DATA UNDER STUDY: Begin

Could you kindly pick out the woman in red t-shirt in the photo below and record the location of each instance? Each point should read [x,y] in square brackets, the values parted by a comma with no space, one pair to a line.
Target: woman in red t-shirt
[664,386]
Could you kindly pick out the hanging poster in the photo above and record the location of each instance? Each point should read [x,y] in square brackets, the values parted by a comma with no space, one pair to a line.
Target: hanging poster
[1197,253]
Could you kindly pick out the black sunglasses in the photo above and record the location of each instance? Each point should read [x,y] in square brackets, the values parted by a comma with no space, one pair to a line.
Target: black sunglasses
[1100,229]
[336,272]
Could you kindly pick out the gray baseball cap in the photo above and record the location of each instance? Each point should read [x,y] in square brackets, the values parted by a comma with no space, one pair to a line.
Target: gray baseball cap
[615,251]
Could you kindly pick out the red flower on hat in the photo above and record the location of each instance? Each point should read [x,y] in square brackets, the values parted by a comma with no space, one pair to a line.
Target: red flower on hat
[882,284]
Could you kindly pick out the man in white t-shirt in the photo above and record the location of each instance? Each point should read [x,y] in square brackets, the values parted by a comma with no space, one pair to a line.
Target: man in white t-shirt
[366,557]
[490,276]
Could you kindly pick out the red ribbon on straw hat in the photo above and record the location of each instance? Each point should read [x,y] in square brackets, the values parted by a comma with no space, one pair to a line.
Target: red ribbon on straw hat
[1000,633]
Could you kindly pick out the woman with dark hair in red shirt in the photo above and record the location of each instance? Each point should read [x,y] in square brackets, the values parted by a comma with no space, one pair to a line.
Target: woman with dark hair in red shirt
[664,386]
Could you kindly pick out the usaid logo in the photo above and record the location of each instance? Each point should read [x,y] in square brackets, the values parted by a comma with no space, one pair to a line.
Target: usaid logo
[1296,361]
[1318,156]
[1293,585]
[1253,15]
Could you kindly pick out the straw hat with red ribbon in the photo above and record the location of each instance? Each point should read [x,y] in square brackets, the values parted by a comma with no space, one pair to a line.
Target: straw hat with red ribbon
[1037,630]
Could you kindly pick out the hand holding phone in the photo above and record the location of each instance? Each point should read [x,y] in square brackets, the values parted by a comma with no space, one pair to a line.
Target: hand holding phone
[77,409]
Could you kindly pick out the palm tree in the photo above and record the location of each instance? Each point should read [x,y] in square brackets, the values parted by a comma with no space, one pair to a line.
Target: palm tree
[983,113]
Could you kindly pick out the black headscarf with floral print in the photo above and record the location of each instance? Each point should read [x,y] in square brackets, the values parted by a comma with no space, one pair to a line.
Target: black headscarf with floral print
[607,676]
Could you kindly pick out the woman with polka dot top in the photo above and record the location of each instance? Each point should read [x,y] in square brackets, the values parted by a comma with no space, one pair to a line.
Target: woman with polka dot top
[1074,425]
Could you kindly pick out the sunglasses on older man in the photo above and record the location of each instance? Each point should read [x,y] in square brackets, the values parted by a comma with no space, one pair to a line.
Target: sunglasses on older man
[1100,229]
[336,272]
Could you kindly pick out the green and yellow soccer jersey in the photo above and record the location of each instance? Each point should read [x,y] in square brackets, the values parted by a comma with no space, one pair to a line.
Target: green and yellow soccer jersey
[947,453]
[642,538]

DATA UNDER STUDY: End

## WORK ORDER
Word for word, repeat the line holding "Target: sunglasses on older man" and all lines after it through the end of the entries above.

## ANSWER TO THIS TASK
Target: sunglasses on older man
[1100,229]
[336,272]
Could you kindly pick out the green and yellow soccer jersey in the photo above and record the location of each instance? Each point should read [x,y] in square brackets, the values parted by a comma with no space, one pair to a line.
Target: green and yellow soccer jersey
[947,453]
[642,538]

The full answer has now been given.